:: Directions for this task ::
Please count the lines in the entries below that contain the string "pink", matching case exactly. Reply with the number alone.

* * * * *

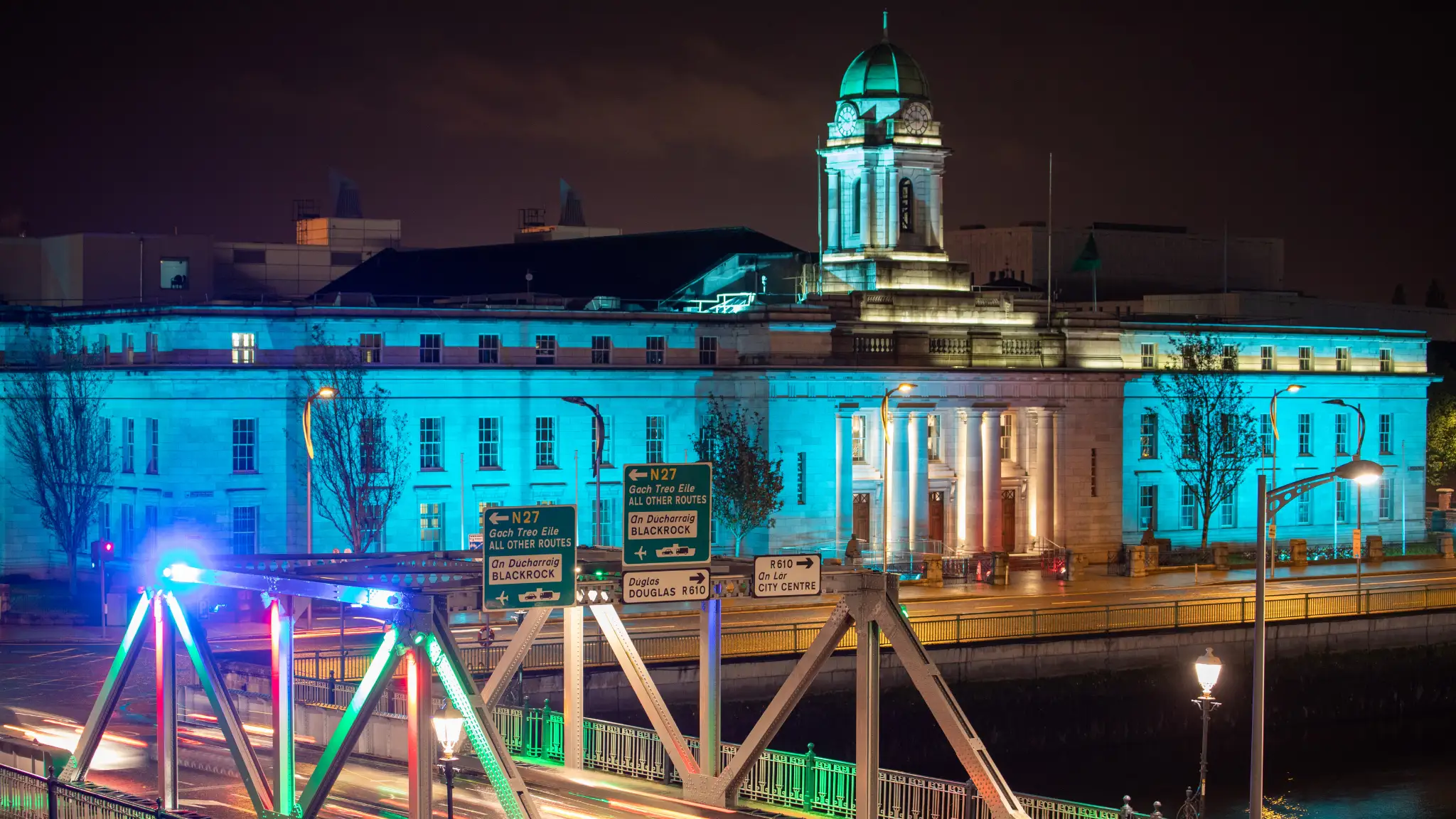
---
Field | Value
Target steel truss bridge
[48,550,1048,819]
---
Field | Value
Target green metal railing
[294,584,1456,679]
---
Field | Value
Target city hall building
[0,28,1431,576]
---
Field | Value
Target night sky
[0,0,1456,303]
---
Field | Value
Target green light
[425,634,528,819]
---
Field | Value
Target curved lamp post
[1249,458,1385,816]
[879,382,917,574]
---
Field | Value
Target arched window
[900,176,914,233]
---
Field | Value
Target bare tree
[693,397,783,555]
[299,325,414,552]
[4,328,112,596]
[1149,332,1260,547]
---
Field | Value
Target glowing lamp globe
[1192,648,1223,697]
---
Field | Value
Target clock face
[900,102,931,134]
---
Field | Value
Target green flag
[1071,233,1102,272]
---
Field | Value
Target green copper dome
[839,41,931,99]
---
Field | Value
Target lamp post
[303,385,342,553]
[1268,383,1305,572]
[562,395,607,547]
[1325,398,1364,597]
[1249,459,1385,818]
[429,702,464,819]
[1178,648,1223,819]
[879,383,916,574]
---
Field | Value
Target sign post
[481,504,577,609]
[621,464,714,565]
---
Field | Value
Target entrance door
[1002,490,1017,552]
[855,493,869,544]
[928,493,945,542]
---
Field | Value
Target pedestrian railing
[294,584,1456,679]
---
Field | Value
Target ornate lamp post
[429,702,464,819]
[1249,459,1385,816]
[879,383,916,574]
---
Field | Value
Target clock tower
[820,18,970,293]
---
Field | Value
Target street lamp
[1178,648,1223,819]
[1249,458,1385,816]
[879,383,917,574]
[429,702,464,819]
[1270,383,1305,572]
[562,395,607,547]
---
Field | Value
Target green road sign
[482,505,577,609]
[621,464,714,567]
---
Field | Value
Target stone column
[835,407,855,548]
[906,410,931,550]
[1035,408,1056,540]
[981,410,1002,552]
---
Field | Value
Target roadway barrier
[294,584,1456,680]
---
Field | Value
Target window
[646,415,667,464]
[360,332,385,364]
[360,418,385,472]
[1223,344,1239,370]
[233,505,257,555]
[147,418,159,475]
[536,415,556,468]
[233,332,257,364]
[233,418,257,472]
[476,418,501,469]
[419,503,446,552]
[900,178,914,233]
[591,335,611,364]
[157,258,188,290]
[476,335,501,364]
[591,498,617,547]
[121,418,137,472]
[1137,412,1157,458]
[1137,487,1157,529]
[1178,486,1199,529]
[419,418,444,469]
[795,451,808,505]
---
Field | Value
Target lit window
[536,415,556,466]
[476,418,501,469]
[419,418,444,469]
[476,335,501,364]
[233,332,257,364]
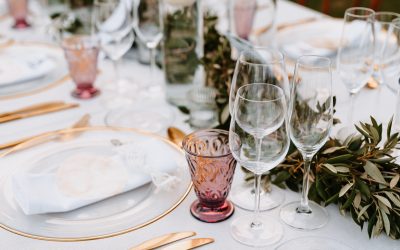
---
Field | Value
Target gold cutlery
[130,232,196,250]
[167,127,186,147]
[0,114,90,150]
[162,238,214,250]
[0,103,79,123]
[0,101,65,117]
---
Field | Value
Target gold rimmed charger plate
[0,40,71,101]
[0,127,192,242]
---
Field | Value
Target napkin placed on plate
[0,53,55,86]
[12,139,177,215]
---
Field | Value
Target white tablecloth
[0,0,400,250]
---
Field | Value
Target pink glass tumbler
[62,36,100,99]
[182,129,236,223]
[7,0,30,29]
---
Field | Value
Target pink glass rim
[182,129,232,158]
[61,35,99,50]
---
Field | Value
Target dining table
[0,0,400,250]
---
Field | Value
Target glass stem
[297,155,312,213]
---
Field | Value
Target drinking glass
[134,0,163,87]
[229,83,290,246]
[337,7,375,126]
[62,35,100,99]
[229,47,289,211]
[373,12,400,91]
[280,56,333,230]
[182,129,236,222]
[7,0,30,29]
[93,0,134,91]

* * * * *

:: Written answer ::
2